TEXT TO READ:
Power to the edge refers to the ability of an organization to dynamically synchronize its actions; achieve command and control (C2) agility; and increase the speed of command over a robust, networked grid. The term is most commonly used in relation to military organizations, but it can equally be used in a civilian context.

"Power to the edge" is an information and organization management philosophy first articulated by the U.S. Department of Defense in a publication by Dr. David S. Alberts and Richard E. Hayes in 2003 titled: "Power to the Edge: Command...Control...in the Information Age." This book was published by the Command and Control Research Program and can be downloaded from the Program's website.

Principles
Power to the edge advocates the following:

Achieving situational awareness rather than creating a single operational picture
Self-synchronizing operations instead of autonomous operations
Information "pull" rather than broadcast information "push"
Collaborative efforts rather than individual efforts
Communities of Interest (COIs) rather than stovepipes
"Task, post, process, use" rather than "task, process, exploit, disseminate"

WRITTEN TASK 1:
According to the passage on power to the edge, which program published the 2003 book by Alberts and Hayes?
WRITTEN TASK 2:
Return a portion of the passage on power to the edge word for word, beginning at the words "Power to the edge refers" and stopping after "a civilian context.".
WRITTEN TASK 3:
Supply the next part of the passage on power to the edge, picking up after its final line.
The records have no connection to the passage on power to the edge.

STORED DATA:
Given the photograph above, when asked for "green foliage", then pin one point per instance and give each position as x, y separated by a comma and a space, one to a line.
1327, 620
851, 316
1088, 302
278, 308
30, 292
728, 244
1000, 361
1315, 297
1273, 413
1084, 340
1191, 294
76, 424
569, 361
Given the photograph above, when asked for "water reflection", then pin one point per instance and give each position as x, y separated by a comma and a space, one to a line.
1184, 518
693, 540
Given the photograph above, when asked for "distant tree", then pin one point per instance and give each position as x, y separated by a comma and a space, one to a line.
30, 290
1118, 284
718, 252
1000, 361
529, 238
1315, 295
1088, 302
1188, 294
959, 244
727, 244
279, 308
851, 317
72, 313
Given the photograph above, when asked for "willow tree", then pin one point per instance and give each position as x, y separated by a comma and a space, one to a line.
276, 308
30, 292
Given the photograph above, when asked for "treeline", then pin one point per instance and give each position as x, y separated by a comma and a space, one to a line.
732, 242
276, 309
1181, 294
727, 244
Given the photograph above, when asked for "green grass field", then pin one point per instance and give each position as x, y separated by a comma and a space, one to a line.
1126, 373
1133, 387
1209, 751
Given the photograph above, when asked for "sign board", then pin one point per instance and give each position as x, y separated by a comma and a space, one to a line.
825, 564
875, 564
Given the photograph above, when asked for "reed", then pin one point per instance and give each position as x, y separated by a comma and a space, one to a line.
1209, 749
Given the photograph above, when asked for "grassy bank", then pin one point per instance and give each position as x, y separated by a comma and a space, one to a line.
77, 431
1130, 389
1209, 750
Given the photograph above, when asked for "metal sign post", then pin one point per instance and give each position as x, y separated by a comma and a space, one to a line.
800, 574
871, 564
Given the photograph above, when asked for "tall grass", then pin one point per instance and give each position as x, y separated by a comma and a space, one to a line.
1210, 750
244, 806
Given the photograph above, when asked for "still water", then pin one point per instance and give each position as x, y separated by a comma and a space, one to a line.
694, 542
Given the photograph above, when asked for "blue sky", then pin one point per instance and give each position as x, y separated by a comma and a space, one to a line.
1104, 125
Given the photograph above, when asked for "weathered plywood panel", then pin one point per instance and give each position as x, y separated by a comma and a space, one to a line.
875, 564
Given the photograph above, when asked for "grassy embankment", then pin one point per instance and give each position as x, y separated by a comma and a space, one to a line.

EXERCISE RESULT 1:
The Command and Control Research Program

EXERCISE RESULT 2:
Power to the edge refers to the ability of an organization to dynamically synchronize its actions; achieve command and control (C2) agility; and increase the speed of command over a robust, networked grid. The term is most commonly used in relation to military organizations, but it can equally be used in a civilian context.

EXERCISE RESULT 3:
Handling information once rather than handling multiple data calls
Sharing data rather than maintaining private data
Persistent, continuous information assurance rather than perimeter, one-time security
Bandwidth on demand rather than bandwidth limitations
IP-based transport rather than circuit-based transport
Net-Ready KPP rather than interoperability KPP
Enterprise services rather than separate infrastructures
COTS based, net-centric capabilities rather than customized, platform-centric IT

Agility
The philosophy of power to the edge is aimed at achieving organizational agility. Such agility has six attributes:

Robustness: the ability to maintain effectiveness across a range of tasks, situations, and conditions
Resilience: the ability to recover from or adjust to misfortune, damage, or a destabilizing perturbation in the environment
Responsiveness: the ability to react to a change in the environment in a timely manner
Flexibility: the ability to employ multiple ways to succeed and the capacity to move seamlessly between them
Innovation: the ability to do new things and the ability to do old things in new ways
Adaptation: the ability to change work processes and the ability to change the organization

See also
Network-centric organization
Network-centric warfare
Network simulator

External links
Command and Control Research Program

References
Command and Control Research Program Website
Power to the Edge by Alberts and Hayes (2003)
Power to the Edge presentation by Dr. Margaret Myers, CIO-DOD
"Command and Control Implications of Network-Centric Warfare"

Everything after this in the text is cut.